Given text:

-----

We use a small number of logistics providers for substantially all of our product delivery to both distributors and retailers. This approach allows us to reduce order fulfillment time, reduce shipping costs and improve inventory flexibility.
Competition
We compete against established, well-known sellers of speakers and sound systems such as Bang & Olufsen, Bose, Samsung (and its subsidiaries Harman International and JBL), Sony and Sound United (and its subsidiaries Denon and Polk), and against developers of voice-enabled speakers and other voice-enabled products such as Amazon, Apple and Google. In some cases, our competitors are also our partners in our product development and resale and distribution channels. Many of our competitors have significant market share, diversified product lines, well-established supply and distribution systems, strong worldwide brand recognition, loyal customer bases and significant financial, marketing, research, development and other resources.
The principal competitive factors in our market include:
•brand awareness and reputation;
•breadth of product offering;
•price;
•sound quality;
•multi-room and wireless capabilities;
•customer support;
•product quality and design;
•ease of setup and use; and
•network of technology and content partners.
We believe we compete favorably with our competitors on the basis of the factors described above.

-----

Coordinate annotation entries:

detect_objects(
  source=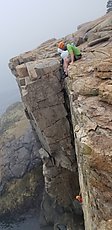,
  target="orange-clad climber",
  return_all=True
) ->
[75,195,83,203]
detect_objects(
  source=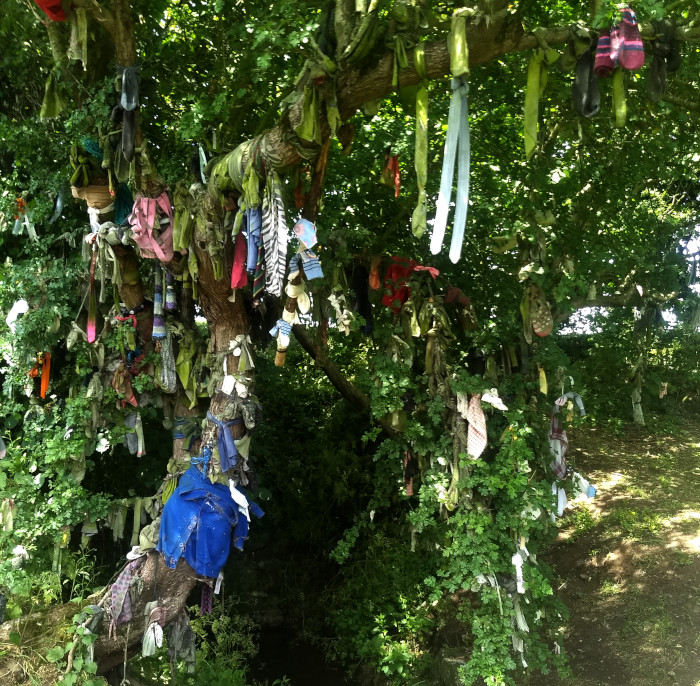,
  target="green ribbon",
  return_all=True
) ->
[391,35,408,88]
[411,43,428,238]
[523,43,559,160]
[39,67,66,119]
[448,14,469,78]
[173,181,194,252]
[613,67,627,129]
[294,86,321,145]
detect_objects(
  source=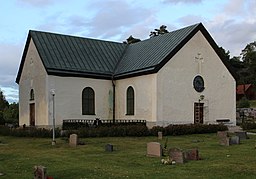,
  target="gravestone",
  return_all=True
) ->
[185,149,200,160]
[34,165,47,179]
[169,148,185,163]
[147,142,163,157]
[235,131,248,140]
[157,132,163,140]
[217,131,230,146]
[229,136,240,145]
[69,134,78,147]
[105,144,113,152]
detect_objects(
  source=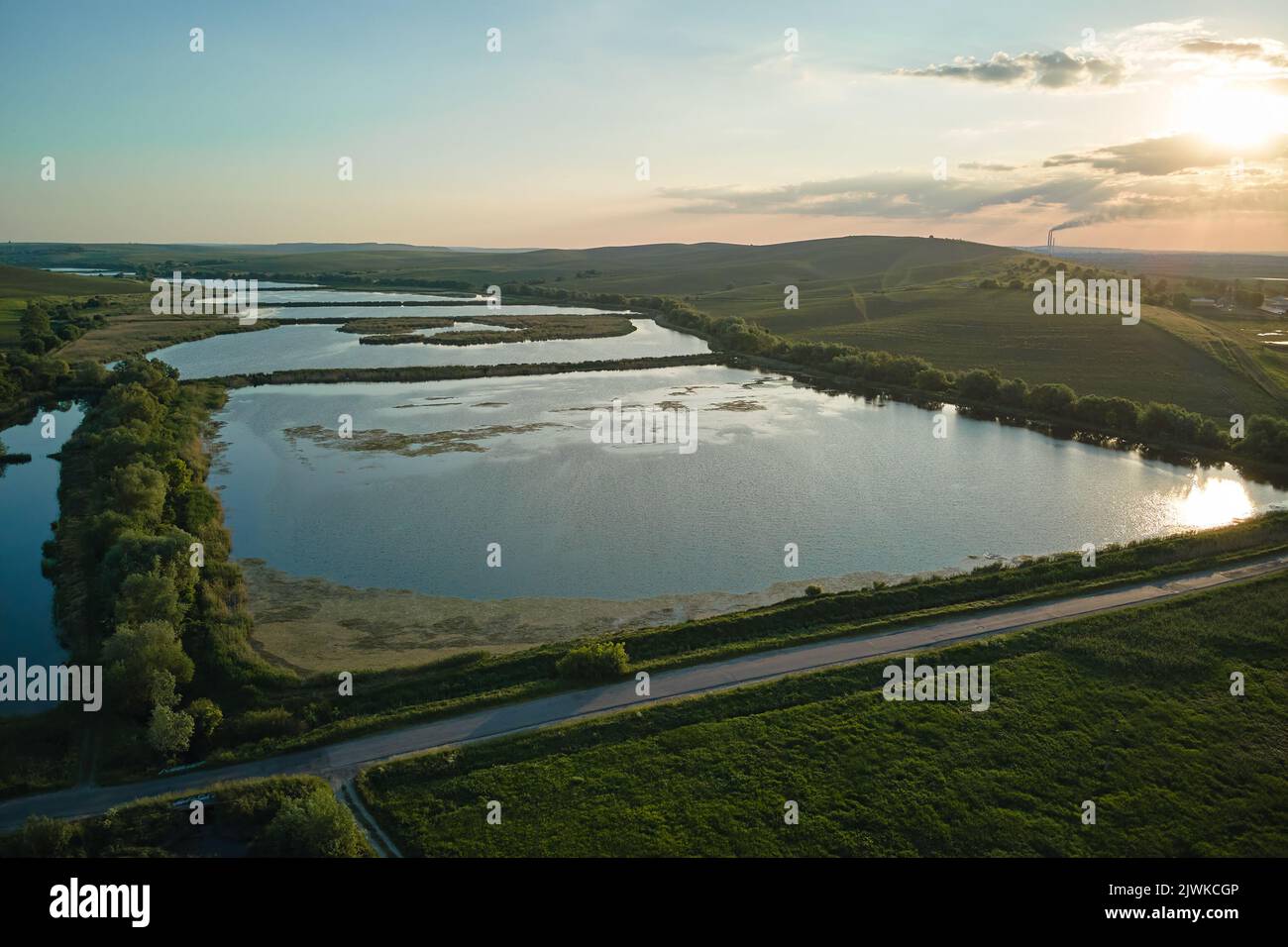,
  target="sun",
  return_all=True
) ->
[1173,82,1288,149]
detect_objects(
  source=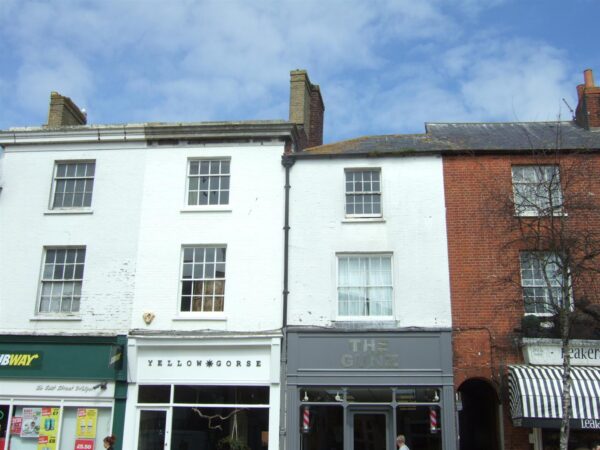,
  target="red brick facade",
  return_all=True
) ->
[444,152,600,450]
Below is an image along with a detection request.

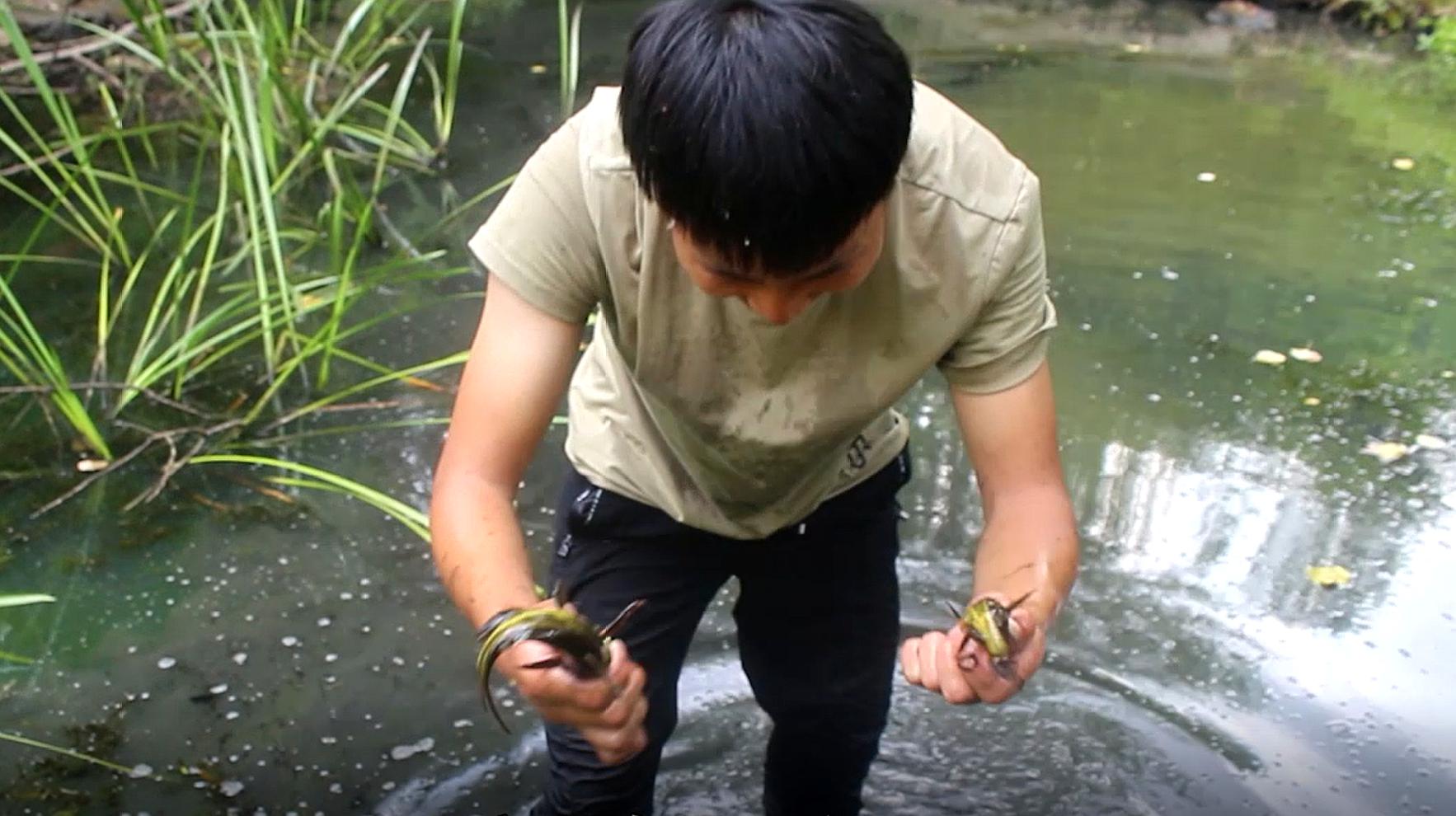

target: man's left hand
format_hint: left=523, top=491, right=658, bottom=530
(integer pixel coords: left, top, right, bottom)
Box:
left=899, top=592, right=1050, bottom=706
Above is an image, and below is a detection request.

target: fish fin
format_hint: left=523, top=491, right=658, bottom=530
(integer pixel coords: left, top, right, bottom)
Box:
left=521, top=654, right=562, bottom=669
left=600, top=598, right=646, bottom=639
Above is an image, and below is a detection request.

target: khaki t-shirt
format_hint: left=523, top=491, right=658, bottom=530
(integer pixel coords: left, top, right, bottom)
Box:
left=470, top=84, right=1055, bottom=538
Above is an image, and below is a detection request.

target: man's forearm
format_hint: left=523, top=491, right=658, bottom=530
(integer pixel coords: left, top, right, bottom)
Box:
left=971, top=485, right=1078, bottom=618
left=430, top=476, right=538, bottom=627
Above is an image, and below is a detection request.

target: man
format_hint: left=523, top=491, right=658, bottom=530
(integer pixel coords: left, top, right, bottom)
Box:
left=433, top=0, right=1078, bottom=816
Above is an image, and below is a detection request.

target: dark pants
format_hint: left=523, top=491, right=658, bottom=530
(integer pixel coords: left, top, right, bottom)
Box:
left=533, top=453, right=910, bottom=816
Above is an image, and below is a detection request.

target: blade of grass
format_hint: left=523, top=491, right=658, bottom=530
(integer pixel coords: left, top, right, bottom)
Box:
left=190, top=454, right=430, bottom=541
left=0, top=732, right=131, bottom=776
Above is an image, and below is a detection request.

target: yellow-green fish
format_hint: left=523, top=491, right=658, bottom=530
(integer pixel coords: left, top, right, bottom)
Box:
left=475, top=586, right=644, bottom=733
left=946, top=592, right=1031, bottom=682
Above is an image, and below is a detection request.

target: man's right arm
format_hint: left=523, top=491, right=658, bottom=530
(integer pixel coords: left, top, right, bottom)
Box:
left=430, top=278, right=646, bottom=765
left=430, top=279, right=581, bottom=627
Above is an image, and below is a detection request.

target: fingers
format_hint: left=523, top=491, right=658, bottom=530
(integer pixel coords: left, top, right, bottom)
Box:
left=899, top=609, right=1047, bottom=704
left=501, top=641, right=648, bottom=765
left=899, top=631, right=977, bottom=704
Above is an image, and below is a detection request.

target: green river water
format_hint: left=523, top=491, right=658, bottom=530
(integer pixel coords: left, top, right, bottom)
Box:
left=0, top=2, right=1456, bottom=816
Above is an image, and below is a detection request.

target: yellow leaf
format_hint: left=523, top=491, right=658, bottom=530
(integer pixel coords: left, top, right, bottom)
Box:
left=1304, top=565, right=1351, bottom=589
left=1416, top=434, right=1450, bottom=451
left=1360, top=442, right=1411, bottom=464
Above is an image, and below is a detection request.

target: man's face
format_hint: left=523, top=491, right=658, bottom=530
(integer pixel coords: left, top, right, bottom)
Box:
left=673, top=204, right=885, bottom=326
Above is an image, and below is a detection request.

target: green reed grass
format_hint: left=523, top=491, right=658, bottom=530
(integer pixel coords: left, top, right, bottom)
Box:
left=0, top=0, right=489, bottom=509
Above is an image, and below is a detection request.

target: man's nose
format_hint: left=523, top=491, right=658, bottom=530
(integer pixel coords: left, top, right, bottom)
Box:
left=744, top=287, right=810, bottom=326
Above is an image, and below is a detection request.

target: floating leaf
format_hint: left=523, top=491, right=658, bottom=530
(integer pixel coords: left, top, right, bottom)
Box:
left=1304, top=565, right=1351, bottom=589
left=1360, top=442, right=1411, bottom=464
left=1416, top=434, right=1450, bottom=451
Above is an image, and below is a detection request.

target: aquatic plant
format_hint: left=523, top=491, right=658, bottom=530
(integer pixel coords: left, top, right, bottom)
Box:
left=0, top=0, right=486, bottom=510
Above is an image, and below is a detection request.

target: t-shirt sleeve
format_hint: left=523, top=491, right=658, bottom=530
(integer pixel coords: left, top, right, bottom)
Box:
left=469, top=120, right=606, bottom=323
left=939, top=171, right=1057, bottom=394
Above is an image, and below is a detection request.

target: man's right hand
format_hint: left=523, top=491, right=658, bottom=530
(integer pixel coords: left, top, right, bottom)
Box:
left=496, top=640, right=646, bottom=765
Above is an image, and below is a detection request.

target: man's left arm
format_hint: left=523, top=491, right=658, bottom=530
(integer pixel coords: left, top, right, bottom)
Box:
left=899, top=362, right=1078, bottom=702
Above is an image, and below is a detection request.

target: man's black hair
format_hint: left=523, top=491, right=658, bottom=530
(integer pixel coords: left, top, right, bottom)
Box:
left=619, top=0, right=913, bottom=275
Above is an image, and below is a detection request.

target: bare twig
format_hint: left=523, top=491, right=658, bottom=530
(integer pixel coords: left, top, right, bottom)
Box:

-----

Stated task 1: From the passage on competition, return the part that opens with the words containing "The principal competitive" and closes with "factors described above.", copied exactly.
Stated task 2: Using the passage on competition, decide whether each statement agrees with it, answering yes or no and quoting the deciding words: (a) The company relies on a large number of logistics providers for its product delivery. (b) Some competitors are also partners in the company's product development. (c) Price is one of the principal competitive factors listed.

Correct answer 1:
The principal competitive factors in our market include:
•brand awareness and reputation;
•breadth of product offering;
•price;
•sound quality;
•multi-room and wireless capabilities;
•customer support;
•product quality and design;
•ease of setup and use; and
•network of technology and content partners.
We believe we compete favorably with our competitors on the basis of the factors described above.

Correct answer 2:
(a) No: "We use a small number of logistics providers for substantially all of our product delivery to both distributors and retailers."
(b) Yes: "In some cases, our competitors are also our partners in our product development and resale and distribution channels."
(c) Yes: "The principal competitive factors in our market include:" followed by "price;"